To do — Output all the entries below. Each must match exactly.

(Data excerpts)
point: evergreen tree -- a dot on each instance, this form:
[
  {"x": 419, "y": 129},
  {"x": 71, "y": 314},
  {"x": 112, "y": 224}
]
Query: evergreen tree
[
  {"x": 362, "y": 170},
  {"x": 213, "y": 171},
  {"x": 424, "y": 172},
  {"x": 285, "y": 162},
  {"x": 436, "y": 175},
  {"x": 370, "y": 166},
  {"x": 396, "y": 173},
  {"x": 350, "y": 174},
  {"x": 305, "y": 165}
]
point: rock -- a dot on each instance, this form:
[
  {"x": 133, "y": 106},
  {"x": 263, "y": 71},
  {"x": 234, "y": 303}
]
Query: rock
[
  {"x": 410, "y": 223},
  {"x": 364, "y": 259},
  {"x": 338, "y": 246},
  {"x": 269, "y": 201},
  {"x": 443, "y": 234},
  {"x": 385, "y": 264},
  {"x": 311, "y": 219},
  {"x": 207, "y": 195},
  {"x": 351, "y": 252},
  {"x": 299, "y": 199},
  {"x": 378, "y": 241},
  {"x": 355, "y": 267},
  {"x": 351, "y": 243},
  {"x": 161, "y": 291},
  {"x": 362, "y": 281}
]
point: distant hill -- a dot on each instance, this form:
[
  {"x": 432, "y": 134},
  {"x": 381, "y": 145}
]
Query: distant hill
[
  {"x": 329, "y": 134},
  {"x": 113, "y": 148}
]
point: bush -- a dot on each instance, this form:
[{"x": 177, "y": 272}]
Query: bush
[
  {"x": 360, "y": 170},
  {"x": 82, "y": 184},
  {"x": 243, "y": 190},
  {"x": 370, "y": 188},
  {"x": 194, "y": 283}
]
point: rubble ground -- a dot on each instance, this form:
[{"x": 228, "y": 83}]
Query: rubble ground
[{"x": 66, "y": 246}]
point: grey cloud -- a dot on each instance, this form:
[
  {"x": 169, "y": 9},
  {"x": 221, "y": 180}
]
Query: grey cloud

Response for this exercise —
point: evergreen tree -- a dot on each instance, this form:
[
  {"x": 419, "y": 129},
  {"x": 71, "y": 314},
  {"x": 112, "y": 224}
]
Query: evergreen tree
[
  {"x": 362, "y": 170},
  {"x": 213, "y": 171},
  {"x": 424, "y": 172},
  {"x": 285, "y": 162},
  {"x": 436, "y": 175},
  {"x": 370, "y": 166},
  {"x": 396, "y": 173},
  {"x": 350, "y": 174},
  {"x": 305, "y": 165}
]
point: rock -- a dot on each instance, this form:
[
  {"x": 133, "y": 106},
  {"x": 263, "y": 71},
  {"x": 234, "y": 303}
]
Query: rock
[
  {"x": 410, "y": 223},
  {"x": 364, "y": 259},
  {"x": 338, "y": 246},
  {"x": 269, "y": 201},
  {"x": 443, "y": 234},
  {"x": 385, "y": 264},
  {"x": 311, "y": 219},
  {"x": 207, "y": 195},
  {"x": 351, "y": 252},
  {"x": 299, "y": 199},
  {"x": 378, "y": 241},
  {"x": 355, "y": 267},
  {"x": 351, "y": 243},
  {"x": 161, "y": 291},
  {"x": 362, "y": 281}
]
point: distant hill -- a dot on each instance, this form:
[
  {"x": 432, "y": 134},
  {"x": 381, "y": 145}
]
Query: distant hill
[
  {"x": 329, "y": 134},
  {"x": 113, "y": 148}
]
point: bush -- a dot on each instance, this form:
[{"x": 177, "y": 272}]
Query: bush
[
  {"x": 360, "y": 170},
  {"x": 82, "y": 184},
  {"x": 243, "y": 190},
  {"x": 370, "y": 188},
  {"x": 194, "y": 283}
]
point: rubble ground -- a dot on each instance, this form:
[{"x": 228, "y": 83}]
Query: rubble ground
[{"x": 66, "y": 246}]
point: grey cloud -- a dot on each instance, this form:
[
  {"x": 169, "y": 9},
  {"x": 221, "y": 180}
]
Query: grey cloud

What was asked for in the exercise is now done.